WHAT THE TASK ASKS:
Show every line in the stored records below that contains the word "beige".

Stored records
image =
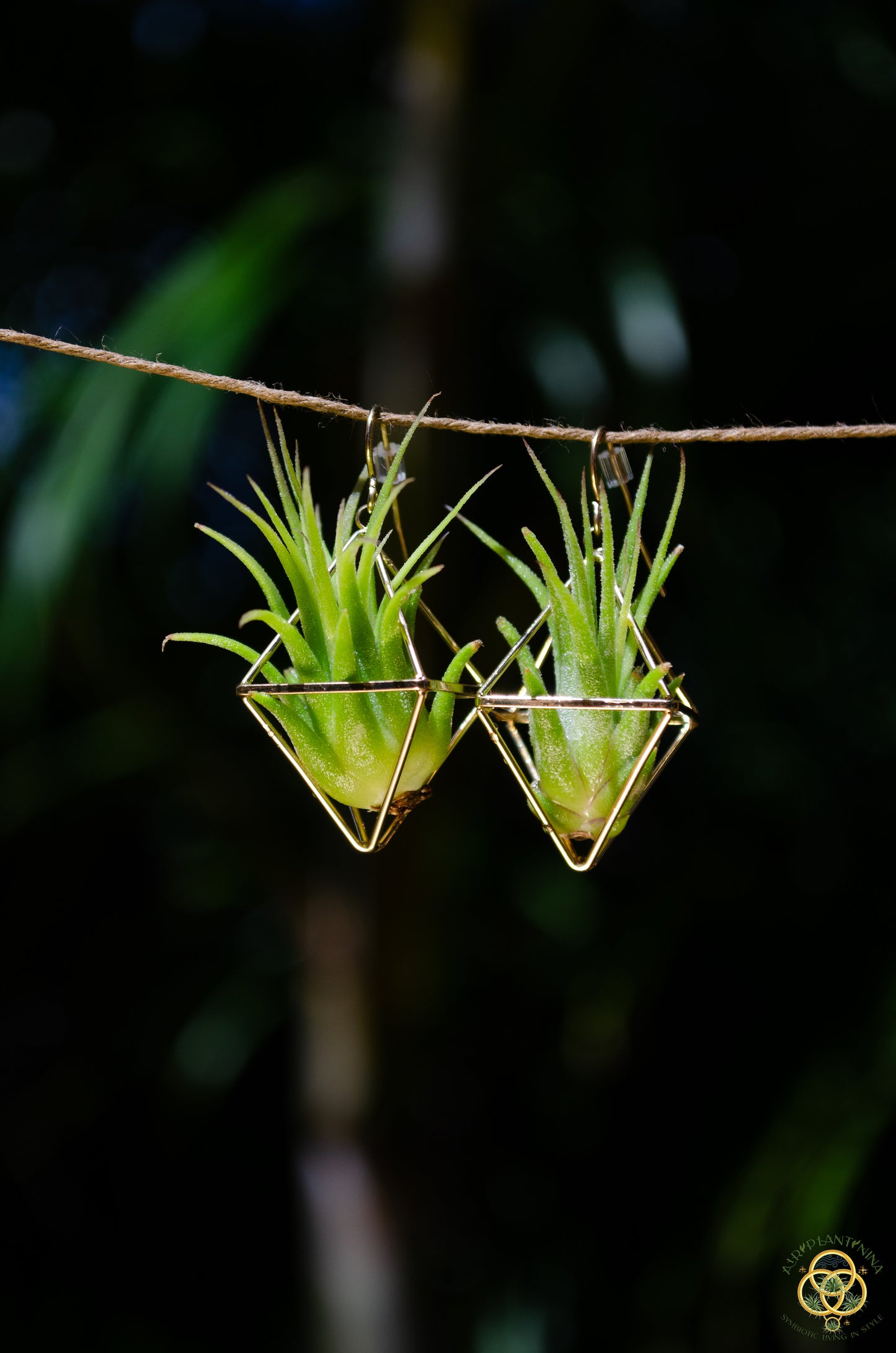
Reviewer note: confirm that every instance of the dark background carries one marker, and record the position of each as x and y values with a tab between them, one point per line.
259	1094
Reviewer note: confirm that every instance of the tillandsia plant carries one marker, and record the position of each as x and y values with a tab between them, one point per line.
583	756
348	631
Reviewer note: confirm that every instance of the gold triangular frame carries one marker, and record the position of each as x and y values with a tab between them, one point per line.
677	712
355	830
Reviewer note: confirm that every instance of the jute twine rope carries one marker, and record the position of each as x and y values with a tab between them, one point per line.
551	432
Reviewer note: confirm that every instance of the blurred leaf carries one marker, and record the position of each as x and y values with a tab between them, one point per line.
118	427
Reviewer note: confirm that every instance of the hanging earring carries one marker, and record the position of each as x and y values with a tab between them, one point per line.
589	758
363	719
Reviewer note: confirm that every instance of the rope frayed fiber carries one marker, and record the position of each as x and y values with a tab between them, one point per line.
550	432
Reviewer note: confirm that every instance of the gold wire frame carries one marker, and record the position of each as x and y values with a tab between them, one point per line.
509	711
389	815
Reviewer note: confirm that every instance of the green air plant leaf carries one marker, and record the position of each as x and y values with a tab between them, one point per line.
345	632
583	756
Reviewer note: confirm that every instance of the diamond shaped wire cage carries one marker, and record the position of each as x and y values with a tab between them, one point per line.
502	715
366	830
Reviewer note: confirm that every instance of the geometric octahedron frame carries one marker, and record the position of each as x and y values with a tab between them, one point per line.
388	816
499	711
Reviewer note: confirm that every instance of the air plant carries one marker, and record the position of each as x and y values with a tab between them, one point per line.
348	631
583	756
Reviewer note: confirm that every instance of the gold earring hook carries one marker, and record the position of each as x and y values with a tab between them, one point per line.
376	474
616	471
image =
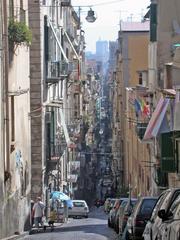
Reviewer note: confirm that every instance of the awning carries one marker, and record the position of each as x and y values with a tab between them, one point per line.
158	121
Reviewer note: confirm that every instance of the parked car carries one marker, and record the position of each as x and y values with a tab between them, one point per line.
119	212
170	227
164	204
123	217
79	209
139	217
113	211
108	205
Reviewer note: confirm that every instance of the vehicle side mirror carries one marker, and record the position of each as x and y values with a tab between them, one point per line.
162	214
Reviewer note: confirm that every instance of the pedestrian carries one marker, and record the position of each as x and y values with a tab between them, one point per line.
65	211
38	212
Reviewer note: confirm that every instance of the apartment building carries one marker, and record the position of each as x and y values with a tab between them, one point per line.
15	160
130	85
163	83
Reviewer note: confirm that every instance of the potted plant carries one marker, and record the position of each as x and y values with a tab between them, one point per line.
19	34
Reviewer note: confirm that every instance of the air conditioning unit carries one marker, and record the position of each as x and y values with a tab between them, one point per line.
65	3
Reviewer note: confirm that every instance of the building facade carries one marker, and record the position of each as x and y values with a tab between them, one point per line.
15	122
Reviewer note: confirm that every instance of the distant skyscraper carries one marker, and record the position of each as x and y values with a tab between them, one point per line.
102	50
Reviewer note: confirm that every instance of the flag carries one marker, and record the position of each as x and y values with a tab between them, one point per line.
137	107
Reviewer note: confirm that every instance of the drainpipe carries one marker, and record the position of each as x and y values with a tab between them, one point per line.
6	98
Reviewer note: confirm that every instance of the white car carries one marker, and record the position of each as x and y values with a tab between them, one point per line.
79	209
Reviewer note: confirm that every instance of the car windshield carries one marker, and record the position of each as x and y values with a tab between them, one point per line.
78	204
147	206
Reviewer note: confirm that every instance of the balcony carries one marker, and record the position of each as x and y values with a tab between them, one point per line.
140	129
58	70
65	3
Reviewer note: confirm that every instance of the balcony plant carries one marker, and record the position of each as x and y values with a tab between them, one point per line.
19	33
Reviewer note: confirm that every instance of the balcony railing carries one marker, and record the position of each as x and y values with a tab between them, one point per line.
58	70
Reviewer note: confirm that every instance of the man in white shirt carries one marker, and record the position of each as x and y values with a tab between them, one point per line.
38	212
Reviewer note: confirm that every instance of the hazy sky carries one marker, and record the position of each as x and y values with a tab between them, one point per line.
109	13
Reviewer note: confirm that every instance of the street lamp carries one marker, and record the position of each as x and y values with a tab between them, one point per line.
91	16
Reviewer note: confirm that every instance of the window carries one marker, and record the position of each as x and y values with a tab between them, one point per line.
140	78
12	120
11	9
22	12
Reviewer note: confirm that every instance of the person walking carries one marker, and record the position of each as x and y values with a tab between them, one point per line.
* * *
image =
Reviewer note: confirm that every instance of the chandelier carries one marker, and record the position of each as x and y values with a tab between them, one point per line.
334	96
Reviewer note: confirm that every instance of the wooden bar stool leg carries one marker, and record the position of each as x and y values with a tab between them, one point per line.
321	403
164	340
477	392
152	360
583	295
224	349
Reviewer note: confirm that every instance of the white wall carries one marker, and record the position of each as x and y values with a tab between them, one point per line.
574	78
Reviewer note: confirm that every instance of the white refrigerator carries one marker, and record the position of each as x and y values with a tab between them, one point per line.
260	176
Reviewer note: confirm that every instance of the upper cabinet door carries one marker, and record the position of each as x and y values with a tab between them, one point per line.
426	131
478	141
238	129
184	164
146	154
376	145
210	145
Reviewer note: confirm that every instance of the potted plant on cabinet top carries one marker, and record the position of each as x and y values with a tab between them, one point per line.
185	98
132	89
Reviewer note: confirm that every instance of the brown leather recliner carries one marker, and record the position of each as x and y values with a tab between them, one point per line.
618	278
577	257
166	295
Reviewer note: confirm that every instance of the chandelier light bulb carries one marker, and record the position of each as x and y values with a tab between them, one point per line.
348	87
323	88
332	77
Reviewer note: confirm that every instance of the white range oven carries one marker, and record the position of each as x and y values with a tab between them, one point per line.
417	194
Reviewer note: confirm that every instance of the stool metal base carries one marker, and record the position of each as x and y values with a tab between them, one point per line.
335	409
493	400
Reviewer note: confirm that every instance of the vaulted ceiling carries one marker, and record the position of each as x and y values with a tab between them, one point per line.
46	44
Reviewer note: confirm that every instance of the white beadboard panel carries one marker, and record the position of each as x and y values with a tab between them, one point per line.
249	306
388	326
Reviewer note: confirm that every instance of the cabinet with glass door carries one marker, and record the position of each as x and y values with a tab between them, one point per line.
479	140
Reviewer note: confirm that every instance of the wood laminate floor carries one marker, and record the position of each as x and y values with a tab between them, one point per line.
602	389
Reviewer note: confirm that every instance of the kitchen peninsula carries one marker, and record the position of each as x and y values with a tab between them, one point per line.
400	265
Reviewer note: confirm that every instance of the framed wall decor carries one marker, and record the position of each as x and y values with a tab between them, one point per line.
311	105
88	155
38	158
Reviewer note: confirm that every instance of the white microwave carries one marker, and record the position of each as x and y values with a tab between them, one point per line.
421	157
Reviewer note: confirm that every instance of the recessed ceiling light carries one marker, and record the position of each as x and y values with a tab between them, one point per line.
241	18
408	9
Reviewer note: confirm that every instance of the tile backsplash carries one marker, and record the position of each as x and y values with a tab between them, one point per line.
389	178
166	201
---
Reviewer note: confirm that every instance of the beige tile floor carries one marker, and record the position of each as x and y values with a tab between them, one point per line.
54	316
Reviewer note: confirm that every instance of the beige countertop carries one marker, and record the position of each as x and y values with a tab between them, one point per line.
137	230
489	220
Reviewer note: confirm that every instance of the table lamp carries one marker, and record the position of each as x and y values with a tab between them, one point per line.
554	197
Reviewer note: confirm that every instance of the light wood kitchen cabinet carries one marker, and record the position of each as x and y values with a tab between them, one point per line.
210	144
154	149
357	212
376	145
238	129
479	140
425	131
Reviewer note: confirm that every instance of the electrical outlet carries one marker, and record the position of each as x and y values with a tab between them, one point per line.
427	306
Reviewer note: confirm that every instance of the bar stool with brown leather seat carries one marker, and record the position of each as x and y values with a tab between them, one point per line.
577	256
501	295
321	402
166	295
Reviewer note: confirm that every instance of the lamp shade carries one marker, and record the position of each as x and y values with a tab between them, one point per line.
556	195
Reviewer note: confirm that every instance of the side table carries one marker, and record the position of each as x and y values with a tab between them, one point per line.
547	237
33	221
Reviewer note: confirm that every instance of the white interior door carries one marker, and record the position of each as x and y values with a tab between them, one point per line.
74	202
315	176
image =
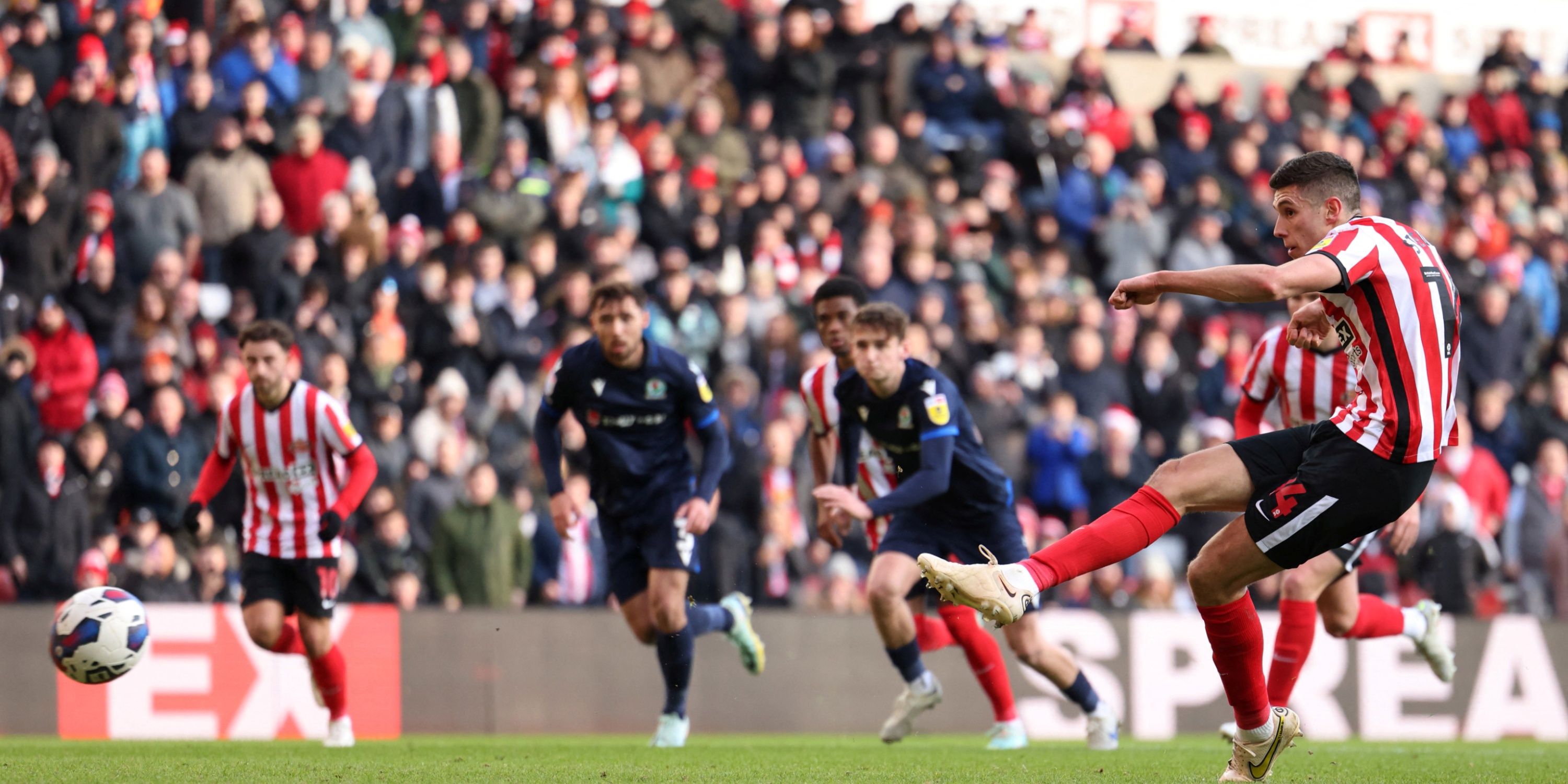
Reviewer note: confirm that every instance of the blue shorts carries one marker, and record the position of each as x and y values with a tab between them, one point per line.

PROBLEM SOLUTION:
Reviewer note: confirm that every instance of the beige tile floor carries one marker, and record the position of each as x and y values with a tab between them, one point per line.
Reviewer note: confirm that every instance of the beige countertop carries one marker, and record the position of each as x and y values with a tab between them, one point per line.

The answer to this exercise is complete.